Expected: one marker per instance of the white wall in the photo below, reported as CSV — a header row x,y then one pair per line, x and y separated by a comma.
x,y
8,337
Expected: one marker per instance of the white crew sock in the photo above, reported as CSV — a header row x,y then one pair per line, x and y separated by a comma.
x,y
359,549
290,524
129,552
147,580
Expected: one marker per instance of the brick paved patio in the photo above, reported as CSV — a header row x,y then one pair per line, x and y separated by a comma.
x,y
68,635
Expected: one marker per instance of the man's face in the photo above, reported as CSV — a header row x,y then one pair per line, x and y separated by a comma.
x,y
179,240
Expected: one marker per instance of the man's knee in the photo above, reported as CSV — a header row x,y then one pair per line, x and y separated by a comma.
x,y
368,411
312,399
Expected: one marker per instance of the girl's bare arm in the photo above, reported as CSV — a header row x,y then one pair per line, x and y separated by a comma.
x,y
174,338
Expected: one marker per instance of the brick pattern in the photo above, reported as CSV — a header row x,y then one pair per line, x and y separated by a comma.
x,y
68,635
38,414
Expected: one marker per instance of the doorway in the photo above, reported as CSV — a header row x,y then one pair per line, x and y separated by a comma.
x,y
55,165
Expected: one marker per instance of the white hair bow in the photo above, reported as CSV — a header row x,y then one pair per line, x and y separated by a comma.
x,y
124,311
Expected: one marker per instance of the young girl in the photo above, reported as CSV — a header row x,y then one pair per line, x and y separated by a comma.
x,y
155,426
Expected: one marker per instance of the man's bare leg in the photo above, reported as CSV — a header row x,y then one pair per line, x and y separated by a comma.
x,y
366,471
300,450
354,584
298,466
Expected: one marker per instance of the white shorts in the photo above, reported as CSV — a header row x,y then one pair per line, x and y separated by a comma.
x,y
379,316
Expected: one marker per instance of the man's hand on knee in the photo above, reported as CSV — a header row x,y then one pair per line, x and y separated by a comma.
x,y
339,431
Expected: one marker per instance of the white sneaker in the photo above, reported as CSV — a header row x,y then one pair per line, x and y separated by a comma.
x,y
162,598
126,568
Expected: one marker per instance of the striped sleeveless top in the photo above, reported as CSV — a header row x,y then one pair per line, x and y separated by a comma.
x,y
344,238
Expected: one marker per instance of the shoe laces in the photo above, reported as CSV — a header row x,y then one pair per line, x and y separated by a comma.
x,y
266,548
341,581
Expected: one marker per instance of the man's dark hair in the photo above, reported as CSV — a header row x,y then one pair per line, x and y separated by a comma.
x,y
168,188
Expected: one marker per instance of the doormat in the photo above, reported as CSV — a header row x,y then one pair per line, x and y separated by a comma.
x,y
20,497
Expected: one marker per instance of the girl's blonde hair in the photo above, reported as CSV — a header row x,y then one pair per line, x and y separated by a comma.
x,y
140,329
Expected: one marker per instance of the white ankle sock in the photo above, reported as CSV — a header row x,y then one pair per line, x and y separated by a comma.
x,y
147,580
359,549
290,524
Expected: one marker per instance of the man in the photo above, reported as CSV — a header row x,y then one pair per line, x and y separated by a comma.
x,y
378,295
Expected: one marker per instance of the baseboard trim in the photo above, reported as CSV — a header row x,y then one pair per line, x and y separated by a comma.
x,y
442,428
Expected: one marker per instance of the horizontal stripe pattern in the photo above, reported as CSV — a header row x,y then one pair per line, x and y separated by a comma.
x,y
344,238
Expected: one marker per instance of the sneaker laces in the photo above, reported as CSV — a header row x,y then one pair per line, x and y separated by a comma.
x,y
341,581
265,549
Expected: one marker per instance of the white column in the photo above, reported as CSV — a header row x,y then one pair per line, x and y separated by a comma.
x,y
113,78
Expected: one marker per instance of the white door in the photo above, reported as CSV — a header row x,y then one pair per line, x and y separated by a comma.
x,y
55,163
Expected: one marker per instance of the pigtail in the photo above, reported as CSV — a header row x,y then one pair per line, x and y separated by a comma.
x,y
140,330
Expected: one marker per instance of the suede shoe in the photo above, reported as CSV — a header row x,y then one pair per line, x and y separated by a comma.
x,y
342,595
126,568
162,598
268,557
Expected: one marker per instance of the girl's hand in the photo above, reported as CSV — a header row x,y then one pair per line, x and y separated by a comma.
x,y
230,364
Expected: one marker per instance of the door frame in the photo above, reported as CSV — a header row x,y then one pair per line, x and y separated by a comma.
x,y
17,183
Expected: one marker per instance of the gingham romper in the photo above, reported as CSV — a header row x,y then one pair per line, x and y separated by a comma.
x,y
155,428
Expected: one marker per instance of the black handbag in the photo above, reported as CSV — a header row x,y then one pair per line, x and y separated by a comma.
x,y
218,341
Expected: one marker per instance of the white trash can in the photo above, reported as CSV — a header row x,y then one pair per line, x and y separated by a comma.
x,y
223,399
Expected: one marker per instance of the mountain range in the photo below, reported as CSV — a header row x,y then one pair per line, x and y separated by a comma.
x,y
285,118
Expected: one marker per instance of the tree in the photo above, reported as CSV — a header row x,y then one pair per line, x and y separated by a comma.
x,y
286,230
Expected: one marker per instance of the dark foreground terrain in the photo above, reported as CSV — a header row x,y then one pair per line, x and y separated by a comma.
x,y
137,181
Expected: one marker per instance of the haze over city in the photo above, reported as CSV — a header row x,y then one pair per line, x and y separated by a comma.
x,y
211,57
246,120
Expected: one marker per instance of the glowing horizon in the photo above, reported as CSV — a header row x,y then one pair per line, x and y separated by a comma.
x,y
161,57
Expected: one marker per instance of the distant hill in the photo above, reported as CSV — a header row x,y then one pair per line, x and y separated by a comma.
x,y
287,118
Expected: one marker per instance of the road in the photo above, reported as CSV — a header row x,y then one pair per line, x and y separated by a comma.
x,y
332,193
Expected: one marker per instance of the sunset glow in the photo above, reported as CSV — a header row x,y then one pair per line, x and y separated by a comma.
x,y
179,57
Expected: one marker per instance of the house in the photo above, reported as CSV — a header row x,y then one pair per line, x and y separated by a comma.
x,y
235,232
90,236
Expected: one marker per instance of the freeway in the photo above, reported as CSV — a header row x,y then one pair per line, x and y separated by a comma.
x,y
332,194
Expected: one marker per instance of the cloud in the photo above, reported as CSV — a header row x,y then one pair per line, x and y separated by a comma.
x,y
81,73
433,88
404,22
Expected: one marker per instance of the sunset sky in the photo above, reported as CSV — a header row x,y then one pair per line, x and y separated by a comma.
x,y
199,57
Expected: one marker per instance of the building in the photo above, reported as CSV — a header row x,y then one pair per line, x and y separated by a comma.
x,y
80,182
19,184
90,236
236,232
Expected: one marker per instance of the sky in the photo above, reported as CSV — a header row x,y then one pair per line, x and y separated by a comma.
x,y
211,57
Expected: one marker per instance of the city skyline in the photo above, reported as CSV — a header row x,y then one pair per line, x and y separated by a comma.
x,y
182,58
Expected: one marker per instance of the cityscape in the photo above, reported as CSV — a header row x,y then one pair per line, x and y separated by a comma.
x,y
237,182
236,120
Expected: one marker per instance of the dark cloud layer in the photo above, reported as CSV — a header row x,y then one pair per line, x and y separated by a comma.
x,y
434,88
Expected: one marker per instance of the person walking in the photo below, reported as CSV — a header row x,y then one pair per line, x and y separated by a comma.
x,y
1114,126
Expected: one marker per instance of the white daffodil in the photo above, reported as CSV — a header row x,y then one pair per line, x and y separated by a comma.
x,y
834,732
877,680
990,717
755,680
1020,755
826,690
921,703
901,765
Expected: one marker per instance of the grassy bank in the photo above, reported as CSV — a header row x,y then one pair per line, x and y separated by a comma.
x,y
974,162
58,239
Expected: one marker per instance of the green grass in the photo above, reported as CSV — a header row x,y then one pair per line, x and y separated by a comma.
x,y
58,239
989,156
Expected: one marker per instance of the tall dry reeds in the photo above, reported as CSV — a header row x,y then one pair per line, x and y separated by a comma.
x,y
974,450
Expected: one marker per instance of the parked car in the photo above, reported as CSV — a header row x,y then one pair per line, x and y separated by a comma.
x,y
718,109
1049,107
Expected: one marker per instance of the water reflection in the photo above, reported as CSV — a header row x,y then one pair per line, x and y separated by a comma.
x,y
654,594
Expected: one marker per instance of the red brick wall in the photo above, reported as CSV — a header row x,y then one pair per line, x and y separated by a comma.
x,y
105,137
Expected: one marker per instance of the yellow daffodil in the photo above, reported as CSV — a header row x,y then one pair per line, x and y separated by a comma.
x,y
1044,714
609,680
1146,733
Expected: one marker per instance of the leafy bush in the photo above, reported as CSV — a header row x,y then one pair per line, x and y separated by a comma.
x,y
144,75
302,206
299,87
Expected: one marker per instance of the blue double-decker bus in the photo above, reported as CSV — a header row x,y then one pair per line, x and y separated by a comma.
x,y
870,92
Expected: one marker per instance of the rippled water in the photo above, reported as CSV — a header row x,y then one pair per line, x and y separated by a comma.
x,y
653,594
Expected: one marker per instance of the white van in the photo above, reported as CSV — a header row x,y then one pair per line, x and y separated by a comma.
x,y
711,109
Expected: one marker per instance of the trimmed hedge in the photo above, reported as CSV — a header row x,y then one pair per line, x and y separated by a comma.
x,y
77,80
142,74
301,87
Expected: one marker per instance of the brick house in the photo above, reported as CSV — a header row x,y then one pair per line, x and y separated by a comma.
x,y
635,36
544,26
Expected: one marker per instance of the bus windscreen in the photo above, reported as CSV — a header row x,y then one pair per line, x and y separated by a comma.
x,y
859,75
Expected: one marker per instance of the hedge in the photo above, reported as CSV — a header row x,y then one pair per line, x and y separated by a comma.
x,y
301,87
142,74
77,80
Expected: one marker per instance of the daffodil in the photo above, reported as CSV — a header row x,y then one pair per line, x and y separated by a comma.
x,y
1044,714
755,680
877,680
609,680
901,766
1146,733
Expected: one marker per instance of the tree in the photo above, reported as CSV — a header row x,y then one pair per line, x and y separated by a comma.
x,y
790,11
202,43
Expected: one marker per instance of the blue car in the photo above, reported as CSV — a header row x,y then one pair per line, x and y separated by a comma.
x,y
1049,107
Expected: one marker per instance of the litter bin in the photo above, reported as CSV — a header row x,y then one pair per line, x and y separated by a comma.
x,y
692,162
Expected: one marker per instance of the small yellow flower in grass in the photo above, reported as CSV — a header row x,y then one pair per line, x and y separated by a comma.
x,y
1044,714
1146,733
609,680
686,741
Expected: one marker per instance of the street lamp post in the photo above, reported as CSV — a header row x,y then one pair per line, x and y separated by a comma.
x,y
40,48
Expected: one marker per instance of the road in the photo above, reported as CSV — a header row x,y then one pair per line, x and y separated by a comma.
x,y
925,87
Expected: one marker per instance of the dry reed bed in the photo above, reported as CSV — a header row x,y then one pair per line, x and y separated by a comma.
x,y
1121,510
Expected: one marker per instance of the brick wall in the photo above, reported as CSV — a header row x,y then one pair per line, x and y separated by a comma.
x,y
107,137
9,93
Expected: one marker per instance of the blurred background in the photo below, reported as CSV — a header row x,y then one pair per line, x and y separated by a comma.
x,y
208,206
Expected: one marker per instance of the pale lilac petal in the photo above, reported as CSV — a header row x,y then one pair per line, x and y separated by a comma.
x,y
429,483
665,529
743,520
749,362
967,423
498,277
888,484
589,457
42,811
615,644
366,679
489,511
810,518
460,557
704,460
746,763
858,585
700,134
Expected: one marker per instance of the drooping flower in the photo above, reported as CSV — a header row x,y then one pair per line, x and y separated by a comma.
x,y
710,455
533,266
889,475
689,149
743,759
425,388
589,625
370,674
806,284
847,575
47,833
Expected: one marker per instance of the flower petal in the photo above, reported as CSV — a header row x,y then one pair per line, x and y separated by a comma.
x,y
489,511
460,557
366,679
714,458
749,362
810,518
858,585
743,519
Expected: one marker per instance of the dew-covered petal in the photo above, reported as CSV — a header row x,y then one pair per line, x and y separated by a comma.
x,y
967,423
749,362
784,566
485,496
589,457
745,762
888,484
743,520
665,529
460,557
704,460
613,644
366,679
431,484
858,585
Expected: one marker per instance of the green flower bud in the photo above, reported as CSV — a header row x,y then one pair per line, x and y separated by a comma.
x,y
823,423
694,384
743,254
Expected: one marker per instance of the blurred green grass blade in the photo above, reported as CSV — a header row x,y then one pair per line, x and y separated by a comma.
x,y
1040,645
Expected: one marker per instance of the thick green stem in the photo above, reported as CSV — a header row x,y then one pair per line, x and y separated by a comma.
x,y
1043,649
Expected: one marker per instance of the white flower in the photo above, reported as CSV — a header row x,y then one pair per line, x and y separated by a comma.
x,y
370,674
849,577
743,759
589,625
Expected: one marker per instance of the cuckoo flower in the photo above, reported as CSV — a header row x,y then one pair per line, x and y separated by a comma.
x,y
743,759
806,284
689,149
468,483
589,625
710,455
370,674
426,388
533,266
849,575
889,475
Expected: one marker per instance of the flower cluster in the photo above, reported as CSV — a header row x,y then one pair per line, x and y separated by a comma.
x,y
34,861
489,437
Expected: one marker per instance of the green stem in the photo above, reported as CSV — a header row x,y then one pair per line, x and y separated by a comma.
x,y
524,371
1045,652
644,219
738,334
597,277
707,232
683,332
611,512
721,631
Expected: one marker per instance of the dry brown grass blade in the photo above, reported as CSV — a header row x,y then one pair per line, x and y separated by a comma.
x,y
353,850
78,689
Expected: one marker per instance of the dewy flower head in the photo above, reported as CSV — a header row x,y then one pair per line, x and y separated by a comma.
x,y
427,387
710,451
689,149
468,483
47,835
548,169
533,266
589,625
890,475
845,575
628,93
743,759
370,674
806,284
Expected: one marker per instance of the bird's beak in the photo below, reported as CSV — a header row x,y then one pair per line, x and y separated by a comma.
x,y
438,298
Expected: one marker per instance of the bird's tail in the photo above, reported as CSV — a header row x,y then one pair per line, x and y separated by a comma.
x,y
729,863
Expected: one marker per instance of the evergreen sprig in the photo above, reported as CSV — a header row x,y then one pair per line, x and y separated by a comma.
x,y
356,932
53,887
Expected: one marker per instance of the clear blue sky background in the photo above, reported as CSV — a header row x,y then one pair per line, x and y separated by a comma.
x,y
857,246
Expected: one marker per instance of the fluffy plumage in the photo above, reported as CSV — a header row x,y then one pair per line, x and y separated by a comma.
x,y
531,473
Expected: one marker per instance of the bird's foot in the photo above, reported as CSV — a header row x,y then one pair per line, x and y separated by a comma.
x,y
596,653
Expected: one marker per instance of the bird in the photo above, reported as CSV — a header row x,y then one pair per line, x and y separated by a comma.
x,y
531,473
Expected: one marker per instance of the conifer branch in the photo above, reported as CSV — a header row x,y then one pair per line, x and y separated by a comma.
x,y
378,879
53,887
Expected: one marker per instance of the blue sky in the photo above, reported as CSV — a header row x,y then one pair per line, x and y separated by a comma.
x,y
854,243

▸ Task details
Repeat, without changes, every line from the one that contains "Expected: one marker per instance of the fluffy" through the final line of the data.

▸ Completed exercise
Expected: one marker per instance of the fluffy plumage in the photo above, reported as CSV — a header row x,y then one pair per line, x and y separated by a comma.
x,y
531,473
Expected: one marker per instance of the bird's foot in the photo above, reported as CSV — a header row x,y then one pair per line, x and y separated by a comma.
x,y
596,653
Expected: one marker per instance of the bird in the photo above, reported as CSV — a header row x,y then one pair per line, x and y separated by a comma.
x,y
531,473
Expected: one marker per instance of the conifer branch in the photo above, reported as CSV — a header row x,y then one pair per line, x and y separated by a comma.
x,y
378,879
53,887
Expected: one marker per instance of the blue sky in the photo above, reported as CSV — a header row x,y then one pair per line, x and y separated by a comma.
x,y
854,243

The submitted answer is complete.